## Task details
Copy nothing from the entries below except the lines from the one containing "Locate the white cleat" through the one containing "Locate the blurred crowd", and copy those exactly.

Saved data entries:
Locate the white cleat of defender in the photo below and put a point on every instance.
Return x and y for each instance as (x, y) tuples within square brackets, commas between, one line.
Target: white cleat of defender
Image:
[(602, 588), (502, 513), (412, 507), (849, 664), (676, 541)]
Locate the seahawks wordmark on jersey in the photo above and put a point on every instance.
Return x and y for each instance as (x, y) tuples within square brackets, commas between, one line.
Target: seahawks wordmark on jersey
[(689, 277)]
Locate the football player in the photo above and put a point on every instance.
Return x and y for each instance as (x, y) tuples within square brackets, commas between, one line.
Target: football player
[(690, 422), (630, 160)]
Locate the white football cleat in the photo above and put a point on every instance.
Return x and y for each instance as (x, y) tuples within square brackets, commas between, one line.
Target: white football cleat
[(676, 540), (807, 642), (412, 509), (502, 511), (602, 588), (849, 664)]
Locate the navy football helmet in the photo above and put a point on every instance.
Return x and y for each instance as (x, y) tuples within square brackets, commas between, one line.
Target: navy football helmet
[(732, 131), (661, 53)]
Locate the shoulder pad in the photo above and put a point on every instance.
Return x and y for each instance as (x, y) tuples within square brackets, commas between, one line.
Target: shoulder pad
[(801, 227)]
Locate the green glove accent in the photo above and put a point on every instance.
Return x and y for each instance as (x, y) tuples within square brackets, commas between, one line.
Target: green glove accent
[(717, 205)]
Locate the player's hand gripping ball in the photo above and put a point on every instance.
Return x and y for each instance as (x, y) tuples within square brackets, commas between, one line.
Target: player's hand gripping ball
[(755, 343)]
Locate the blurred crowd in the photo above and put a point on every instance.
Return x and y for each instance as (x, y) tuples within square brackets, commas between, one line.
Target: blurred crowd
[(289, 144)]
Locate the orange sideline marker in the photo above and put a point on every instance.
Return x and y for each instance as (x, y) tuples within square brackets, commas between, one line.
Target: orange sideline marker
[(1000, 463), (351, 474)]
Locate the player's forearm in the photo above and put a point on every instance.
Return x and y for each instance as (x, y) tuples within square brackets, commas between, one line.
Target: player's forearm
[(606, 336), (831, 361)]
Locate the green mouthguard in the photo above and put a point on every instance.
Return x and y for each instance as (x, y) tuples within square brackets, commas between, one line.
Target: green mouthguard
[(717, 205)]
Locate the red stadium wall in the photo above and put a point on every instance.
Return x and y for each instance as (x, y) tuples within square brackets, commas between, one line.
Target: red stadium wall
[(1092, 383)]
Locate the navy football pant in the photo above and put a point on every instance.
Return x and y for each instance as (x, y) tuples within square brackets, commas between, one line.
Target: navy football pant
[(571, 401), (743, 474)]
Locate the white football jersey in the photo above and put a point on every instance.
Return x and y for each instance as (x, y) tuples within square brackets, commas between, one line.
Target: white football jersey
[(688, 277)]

--

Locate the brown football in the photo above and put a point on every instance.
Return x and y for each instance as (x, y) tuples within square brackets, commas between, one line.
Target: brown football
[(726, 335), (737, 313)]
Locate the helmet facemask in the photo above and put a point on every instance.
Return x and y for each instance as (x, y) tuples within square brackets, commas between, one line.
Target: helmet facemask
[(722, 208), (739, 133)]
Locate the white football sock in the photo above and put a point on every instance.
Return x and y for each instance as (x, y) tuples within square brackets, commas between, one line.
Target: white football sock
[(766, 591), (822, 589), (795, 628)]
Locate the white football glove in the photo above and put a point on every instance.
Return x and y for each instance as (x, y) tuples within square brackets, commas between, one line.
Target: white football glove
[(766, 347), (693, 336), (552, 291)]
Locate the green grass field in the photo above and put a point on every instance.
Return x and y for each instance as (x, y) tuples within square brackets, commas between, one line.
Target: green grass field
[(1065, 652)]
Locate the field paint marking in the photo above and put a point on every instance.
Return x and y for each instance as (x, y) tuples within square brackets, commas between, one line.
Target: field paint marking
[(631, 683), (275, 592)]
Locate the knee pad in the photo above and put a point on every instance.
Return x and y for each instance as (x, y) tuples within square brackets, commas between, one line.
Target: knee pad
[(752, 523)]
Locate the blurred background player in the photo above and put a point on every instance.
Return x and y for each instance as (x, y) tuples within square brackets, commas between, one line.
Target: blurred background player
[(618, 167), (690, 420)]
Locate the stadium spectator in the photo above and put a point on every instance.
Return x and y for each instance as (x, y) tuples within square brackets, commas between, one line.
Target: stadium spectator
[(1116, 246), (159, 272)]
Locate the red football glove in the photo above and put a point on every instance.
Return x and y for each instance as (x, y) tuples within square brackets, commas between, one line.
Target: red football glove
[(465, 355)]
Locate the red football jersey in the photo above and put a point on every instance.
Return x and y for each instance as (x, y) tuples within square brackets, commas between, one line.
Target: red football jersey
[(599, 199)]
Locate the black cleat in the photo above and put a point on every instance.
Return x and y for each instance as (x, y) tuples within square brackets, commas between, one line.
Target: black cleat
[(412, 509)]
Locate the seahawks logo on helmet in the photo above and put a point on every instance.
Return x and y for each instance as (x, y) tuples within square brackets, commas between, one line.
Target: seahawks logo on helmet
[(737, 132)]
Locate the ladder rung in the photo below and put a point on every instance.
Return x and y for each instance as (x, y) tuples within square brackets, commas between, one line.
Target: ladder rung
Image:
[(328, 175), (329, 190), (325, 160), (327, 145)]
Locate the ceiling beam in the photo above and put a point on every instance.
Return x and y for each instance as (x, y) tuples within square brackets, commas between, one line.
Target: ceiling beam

--

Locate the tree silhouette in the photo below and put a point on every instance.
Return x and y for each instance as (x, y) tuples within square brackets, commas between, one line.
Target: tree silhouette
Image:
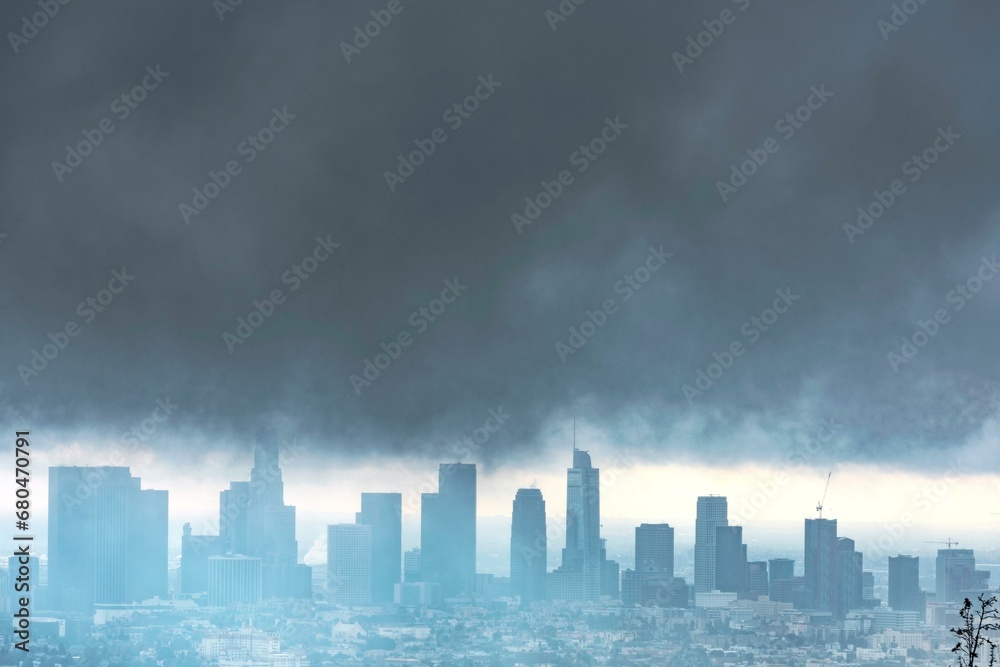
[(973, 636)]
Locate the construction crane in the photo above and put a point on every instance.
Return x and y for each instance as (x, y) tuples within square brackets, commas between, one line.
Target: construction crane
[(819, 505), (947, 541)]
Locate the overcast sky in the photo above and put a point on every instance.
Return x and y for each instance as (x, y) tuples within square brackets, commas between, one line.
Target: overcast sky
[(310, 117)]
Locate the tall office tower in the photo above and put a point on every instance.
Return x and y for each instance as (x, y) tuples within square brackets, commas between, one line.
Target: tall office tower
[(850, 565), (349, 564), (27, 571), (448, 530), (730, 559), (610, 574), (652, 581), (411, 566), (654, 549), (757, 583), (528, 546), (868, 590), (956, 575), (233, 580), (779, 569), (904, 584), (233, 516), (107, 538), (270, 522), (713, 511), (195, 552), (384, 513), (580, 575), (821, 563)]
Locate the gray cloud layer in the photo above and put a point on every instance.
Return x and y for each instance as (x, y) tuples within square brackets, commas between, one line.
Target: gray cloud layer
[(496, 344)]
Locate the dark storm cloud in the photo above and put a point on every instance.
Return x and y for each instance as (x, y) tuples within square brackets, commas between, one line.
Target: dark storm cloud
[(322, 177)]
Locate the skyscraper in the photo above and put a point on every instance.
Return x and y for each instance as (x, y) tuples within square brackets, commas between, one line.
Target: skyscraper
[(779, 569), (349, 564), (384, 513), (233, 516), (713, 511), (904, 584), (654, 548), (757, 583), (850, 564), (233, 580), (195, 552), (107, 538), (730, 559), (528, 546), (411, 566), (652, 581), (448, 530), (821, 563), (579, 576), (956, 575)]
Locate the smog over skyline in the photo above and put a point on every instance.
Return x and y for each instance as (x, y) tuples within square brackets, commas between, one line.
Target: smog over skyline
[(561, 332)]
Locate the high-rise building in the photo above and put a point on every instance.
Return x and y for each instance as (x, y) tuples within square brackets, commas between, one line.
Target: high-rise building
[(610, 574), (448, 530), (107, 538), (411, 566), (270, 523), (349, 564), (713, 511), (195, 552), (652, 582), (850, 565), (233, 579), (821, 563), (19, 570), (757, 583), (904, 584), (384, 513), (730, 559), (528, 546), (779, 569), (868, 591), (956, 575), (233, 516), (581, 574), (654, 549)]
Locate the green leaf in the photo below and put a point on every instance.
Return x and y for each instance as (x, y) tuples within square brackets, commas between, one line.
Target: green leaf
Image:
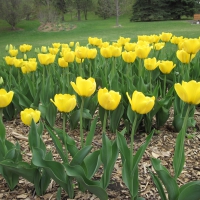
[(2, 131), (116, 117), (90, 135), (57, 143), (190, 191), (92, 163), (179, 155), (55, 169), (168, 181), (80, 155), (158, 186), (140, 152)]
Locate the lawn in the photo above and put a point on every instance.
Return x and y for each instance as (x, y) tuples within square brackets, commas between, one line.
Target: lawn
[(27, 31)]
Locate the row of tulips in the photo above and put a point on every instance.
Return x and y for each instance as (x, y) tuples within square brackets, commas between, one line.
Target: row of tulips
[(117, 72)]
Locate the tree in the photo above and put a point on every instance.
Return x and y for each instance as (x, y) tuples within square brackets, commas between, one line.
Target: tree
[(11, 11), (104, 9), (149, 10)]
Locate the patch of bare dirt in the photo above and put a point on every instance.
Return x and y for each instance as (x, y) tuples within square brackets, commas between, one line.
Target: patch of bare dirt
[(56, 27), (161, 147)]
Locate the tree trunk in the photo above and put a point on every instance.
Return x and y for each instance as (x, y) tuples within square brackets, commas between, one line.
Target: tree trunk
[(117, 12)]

## Solution to the exercise
Locate the white cleat of defender in the photo below and put a point on every instance.
Return x and y for each instance as (x, y) tuples within square brackets, commas between, one line.
Target: white cleat of defender
Image:
[(602, 588), (502, 513), (412, 507), (849, 664), (676, 541)]
Locate the seahawks wordmark on jersey in the photo above and put a point on every instance.
Return x and y for each instance as (x, y) tuples within square brackets, commas between, one line.
Target: seahawks wordmark on jersey
[(689, 277)]
Locate the football player in the photo above and put a point on every instance.
Return x and y for each instance as (x, y) tuples within square brackets, commas between, one line.
Target: football player
[(690, 422), (630, 160)]
Locate the white football cleat in the photo above and put a point on every instance.
Return x and y for each instance as (x, y) tuples within square brackets, commas between, one line.
Target: white football cleat
[(676, 540), (807, 642), (412, 509), (502, 511), (602, 588), (849, 664)]
Locate the navy football helmet in the photo above and put a point on every instance.
Return x and y for each instance as (x, y) tuples within square brackets, commas between, one line.
Target: navy football helmet
[(732, 131), (661, 53)]
Locate the shoulder pad in the photo above and put a point on every instance.
Return x and y for each instance as (x, y) tuples within square brackets, commas between, one line.
Target: shoulder pad
[(801, 227)]
Locate the green glove accent in the photo above and put a point on every instance.
Return x and y for each instance as (x, y) tuples within square brackets, commas between, one line.
Target: green glove accent
[(717, 205)]
Locate the player's hand gripping ball in the photo above and put a point on every instance.
Return x and y for each instance as (x, y) tuples within square brackets, commas between, one line.
Target: player's hand gripping ball
[(755, 343)]
Locate the blurred crowd in the photo above and put a point on every instance.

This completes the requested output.